With its circling in from eternity chiming acoustic guitar intro, inverted  "Louie Louie" chorus and sustainy guitar sound of Tom Scholz’s Rockman, I realize that this song and this album are probably responsible for a whole host of evil things. At the very least it’s responsible for spawning a whole strain of rock music that dominated FM enough to keep punk from breaking like it should have.

But I don’t care. 

That first Boston album was a huge catalyst for me: prior to it, I bought a ton of singles and very few albums, but afterwards, I started riding my bike to Tower Records every time I had a few bucks – I got my first paying job in the summer of 1977 – and bought album after album.

There were other factors involved: turning 14 and starting a new high school where I literally didn’t know anybody and that I didn’t want to go to in the first place probably contributed, as well, and I think that all of these things meant that I needed to fully abandon the eclectic pleasures of early-70s Top 40 for a steady diet of 1970s hard rock music.

Excerpt from a dataset
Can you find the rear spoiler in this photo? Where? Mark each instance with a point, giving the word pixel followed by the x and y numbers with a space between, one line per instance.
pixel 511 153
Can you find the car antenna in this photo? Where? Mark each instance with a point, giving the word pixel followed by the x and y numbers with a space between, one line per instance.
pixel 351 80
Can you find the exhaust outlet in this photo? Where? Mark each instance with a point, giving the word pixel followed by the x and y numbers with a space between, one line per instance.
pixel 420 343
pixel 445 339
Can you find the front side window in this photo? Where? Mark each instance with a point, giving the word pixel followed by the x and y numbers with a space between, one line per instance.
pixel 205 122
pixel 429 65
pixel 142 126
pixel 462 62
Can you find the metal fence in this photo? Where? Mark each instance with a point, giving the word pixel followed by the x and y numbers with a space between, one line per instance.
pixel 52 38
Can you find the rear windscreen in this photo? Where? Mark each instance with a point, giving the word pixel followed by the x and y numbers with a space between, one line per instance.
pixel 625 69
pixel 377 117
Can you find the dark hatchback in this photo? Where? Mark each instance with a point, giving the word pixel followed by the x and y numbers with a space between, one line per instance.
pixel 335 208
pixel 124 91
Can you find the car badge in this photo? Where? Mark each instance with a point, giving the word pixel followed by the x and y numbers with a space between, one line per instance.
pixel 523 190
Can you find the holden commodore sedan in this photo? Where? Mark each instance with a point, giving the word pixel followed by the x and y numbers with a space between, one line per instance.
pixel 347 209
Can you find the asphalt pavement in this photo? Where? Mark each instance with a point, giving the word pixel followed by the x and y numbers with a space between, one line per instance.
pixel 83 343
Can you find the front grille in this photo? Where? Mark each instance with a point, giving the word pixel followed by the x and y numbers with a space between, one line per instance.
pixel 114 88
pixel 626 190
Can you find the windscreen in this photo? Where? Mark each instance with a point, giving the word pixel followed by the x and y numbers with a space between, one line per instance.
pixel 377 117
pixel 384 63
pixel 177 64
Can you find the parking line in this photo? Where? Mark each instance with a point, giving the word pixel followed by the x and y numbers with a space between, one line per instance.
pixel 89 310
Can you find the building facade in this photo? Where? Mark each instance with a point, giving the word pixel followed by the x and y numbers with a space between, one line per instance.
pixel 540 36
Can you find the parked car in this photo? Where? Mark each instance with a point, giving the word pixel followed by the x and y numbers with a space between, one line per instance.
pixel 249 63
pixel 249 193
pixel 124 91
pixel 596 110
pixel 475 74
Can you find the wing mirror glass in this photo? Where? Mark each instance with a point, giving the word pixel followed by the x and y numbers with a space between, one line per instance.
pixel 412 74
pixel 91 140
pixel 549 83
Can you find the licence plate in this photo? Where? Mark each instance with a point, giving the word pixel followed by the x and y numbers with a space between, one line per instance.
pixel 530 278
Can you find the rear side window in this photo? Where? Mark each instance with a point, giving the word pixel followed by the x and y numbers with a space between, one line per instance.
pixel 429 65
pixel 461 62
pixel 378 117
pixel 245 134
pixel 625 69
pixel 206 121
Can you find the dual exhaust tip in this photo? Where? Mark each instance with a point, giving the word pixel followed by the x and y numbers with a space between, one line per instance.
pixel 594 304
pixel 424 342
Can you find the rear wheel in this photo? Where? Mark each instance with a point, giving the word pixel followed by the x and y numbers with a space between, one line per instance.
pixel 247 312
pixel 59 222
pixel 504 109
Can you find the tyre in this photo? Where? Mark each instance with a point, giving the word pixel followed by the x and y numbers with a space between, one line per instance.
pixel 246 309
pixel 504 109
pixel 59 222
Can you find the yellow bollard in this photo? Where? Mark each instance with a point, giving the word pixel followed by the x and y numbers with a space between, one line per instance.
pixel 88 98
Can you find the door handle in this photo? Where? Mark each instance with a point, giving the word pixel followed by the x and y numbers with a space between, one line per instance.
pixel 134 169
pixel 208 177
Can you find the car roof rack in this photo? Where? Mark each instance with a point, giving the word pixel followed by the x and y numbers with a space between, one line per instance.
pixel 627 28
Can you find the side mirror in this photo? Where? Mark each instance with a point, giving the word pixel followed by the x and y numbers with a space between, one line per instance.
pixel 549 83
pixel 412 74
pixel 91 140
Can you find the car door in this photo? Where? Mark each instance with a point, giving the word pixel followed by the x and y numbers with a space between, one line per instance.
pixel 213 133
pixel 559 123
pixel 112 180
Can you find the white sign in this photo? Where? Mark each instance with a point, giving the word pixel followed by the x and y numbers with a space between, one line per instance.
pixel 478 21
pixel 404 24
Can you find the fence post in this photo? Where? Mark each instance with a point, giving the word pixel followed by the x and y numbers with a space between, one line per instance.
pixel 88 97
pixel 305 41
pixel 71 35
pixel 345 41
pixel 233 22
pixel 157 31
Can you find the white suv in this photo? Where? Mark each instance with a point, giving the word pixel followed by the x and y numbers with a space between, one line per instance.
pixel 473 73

● **Jobs**
- a) Answer each question using the passage about the first Boston album:
(i) Whose Rockman produces the guitar sound mentioned in the passage?
(ii) To which store did the writer ride a bike to buy albums?
(iii) When did the writer get a first paying job?
- b) Based on the passage about the first Boston album, explain why the writer gave up early-70s Top 40 for a steady diet of 1970s hard rock.

● **Results by task**
- a)
(i) Tom Scholz's.
(ii) Tower Records.
(iii) In the summer of 1977.

- b) The writer credits the first Boston album as a major catalyst. Other factors also contributed: turning 14 and starting a new high school where the writer knew nobody and had not wanted to go.